Given instruction ▸ Reproduce verbatim the stretch of lines from the one containing "Security monitoring — review the frame above and find the grassy" through the one containing "[0,743,44,786]", including both of those lines.
* START Given entries *
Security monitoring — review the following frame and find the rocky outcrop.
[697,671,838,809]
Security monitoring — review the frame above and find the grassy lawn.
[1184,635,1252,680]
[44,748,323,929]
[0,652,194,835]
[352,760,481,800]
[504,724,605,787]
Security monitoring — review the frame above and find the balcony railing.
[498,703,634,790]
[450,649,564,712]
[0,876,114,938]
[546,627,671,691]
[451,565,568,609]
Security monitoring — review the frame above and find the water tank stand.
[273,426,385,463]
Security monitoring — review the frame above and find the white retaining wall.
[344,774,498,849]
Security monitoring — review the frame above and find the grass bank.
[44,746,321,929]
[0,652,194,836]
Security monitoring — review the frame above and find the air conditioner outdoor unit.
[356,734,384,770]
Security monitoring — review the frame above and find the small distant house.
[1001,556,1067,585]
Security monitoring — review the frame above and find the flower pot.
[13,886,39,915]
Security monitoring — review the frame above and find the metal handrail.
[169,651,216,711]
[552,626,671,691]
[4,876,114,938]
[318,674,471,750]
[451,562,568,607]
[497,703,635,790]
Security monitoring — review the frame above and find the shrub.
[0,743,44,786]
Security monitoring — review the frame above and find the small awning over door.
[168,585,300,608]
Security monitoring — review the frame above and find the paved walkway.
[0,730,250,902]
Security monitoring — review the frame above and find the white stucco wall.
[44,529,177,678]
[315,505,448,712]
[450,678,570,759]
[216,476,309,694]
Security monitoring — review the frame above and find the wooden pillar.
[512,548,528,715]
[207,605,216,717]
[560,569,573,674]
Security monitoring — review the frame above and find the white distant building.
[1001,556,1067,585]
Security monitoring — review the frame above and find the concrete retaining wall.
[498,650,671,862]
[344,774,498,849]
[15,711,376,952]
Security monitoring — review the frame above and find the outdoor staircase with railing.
* END Given entries *
Solution to the problem ▸
Security monitoring — review the frame above and find the grassy lawn.
[1184,635,1252,680]
[44,748,323,929]
[0,652,194,835]
[352,760,481,800]
[504,724,605,787]
Security monitoring — review the frame above and find the balcony railing.
[498,703,634,790]
[450,649,564,712]
[0,876,114,938]
[546,627,671,691]
[451,565,568,609]
Security monitoring — review the frame above and find the water tank stand.
[273,426,385,463]
Security monitoring — review the frame above and find the white retaining wall.
[344,774,498,849]
Security monitoring — review the frame above and find the grass bank.
[44,746,321,929]
[0,652,194,836]
Security monitoring — review the frame above and find the air conditioner outdoor unit.
[356,734,384,770]
Security monitoring — review the frame above and find the small distant house.
[1001,556,1067,585]
Security monitoring — review the frame above and find the flower pot.
[13,886,39,915]
Security monitoring — review the frame above and find the metal handrail.
[169,651,216,711]
[552,626,671,691]
[4,876,114,938]
[318,674,471,750]
[451,562,568,607]
[497,703,635,790]
Security monitoring — review the frame above and find the shrub.
[0,743,44,786]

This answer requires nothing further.